Study text: Begin
Medellín: A Great Place to Retire (Yes, Seriously)by
For many people, the name Medellín means one thing: the notorious drug cartel Pablo Escobar operated out of the Colombian city in the 1970s and ’80s.
Today, though, Medellín is gaining a reputation as a pleasant, affordable place to retire. A new ranking lists the city as one of the top four overseas retirement locales for Americans. The other three: Cuenca, Ecuador; George Town, Malaysia; and Coronado, Panama.
“Medellín is the unsung hero of the overseas retirement world,” says Kathleen Peddicord, who runs a foreign-retirement advisory company, which prepared the ranking. “It’s a pretty, quiet, peaceful, friendly city” with a thriving arts scene and a “bohemian vibe,” she says. “Escobar and the drug cartels—that’s part of the past.”
What’s more, Peddicord estimates that a retiree could live comfortably on less than $1,600 a month in Medellín—while enjoying the temperate climate and having access to excellent health care.
Study text: End
» **Activities**
1. According to the Medellín article, what monthly amount could a retiree live comfortably on in Medellín?
2. Return the part of the Medellín article starting at "What’s more, Peddicord" and ending at "excellent health care.".
The items have nothing to do with the Medellín article.
The data: Begin
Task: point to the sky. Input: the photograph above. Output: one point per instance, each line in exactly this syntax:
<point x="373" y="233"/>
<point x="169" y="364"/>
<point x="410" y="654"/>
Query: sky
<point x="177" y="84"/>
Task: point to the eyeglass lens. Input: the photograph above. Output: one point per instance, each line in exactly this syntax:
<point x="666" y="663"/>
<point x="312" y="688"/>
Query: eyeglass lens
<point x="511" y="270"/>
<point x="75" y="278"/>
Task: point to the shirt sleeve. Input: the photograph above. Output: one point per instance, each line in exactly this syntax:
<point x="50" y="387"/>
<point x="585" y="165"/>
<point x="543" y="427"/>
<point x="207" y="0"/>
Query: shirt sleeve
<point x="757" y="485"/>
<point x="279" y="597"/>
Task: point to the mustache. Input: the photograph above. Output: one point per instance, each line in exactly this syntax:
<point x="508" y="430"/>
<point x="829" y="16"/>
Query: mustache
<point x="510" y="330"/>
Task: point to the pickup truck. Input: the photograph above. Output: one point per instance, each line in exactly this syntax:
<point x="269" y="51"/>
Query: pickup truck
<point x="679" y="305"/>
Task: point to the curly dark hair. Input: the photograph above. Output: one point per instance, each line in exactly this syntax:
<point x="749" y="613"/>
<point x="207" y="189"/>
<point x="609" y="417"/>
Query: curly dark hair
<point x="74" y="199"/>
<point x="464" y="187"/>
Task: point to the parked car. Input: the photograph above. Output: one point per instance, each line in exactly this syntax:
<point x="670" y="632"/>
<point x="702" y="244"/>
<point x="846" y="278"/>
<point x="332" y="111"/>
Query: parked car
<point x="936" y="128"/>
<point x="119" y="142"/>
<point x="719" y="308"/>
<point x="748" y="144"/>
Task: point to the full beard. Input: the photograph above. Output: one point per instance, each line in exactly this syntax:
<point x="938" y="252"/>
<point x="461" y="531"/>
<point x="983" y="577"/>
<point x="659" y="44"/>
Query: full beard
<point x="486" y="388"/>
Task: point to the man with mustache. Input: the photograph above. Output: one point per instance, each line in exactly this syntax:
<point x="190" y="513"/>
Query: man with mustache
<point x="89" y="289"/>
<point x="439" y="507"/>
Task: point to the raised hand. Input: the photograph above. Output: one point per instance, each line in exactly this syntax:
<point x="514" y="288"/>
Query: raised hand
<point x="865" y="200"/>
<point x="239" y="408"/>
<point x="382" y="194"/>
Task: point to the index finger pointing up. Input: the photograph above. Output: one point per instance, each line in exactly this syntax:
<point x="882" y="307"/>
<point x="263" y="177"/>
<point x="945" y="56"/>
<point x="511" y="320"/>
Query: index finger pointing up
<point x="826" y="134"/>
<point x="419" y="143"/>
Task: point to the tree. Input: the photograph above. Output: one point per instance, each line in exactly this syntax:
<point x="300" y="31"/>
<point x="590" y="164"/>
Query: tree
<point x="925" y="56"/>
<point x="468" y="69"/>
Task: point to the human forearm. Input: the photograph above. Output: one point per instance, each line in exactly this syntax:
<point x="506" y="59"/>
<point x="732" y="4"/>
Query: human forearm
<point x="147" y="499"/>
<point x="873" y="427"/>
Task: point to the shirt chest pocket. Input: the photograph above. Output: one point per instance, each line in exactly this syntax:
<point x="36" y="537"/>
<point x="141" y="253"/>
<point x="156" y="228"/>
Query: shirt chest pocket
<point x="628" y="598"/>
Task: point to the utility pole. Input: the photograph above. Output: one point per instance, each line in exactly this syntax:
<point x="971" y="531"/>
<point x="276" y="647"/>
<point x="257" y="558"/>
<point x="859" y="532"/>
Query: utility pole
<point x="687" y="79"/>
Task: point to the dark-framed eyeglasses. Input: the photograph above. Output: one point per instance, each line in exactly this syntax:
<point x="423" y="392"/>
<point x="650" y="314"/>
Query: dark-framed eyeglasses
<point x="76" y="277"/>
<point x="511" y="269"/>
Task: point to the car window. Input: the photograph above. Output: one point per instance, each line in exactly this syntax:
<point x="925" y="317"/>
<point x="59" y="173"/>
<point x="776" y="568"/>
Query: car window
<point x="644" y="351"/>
The data: End
» **Task-by-task results**
1. Less than $1,600 a month.

2.
What’s more, Peddicord estimates that a retiree could live comfortably on less than $1,600 a month in Medellín—while enjoying the temperate climate and having access to excellent health care.